>>>>

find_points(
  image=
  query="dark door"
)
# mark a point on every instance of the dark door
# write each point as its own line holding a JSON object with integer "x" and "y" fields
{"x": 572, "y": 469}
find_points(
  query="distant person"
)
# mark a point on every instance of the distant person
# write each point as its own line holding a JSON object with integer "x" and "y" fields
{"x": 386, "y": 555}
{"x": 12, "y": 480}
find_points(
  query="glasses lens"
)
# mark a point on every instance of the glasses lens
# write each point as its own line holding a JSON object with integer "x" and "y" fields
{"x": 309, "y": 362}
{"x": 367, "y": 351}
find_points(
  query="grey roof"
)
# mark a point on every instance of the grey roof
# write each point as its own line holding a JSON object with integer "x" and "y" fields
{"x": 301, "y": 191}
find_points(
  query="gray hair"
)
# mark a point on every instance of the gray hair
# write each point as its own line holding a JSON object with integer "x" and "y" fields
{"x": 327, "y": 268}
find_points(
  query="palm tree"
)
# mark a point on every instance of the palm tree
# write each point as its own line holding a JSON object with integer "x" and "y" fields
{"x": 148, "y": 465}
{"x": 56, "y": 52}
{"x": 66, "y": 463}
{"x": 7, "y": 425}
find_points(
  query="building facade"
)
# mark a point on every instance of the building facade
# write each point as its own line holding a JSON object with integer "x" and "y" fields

<<<<

Every line above in which the word "dark" is present must be copied into the answer.

• **Solution to this exercise**
  query="dark door"
# mark a point on every instance of the dark door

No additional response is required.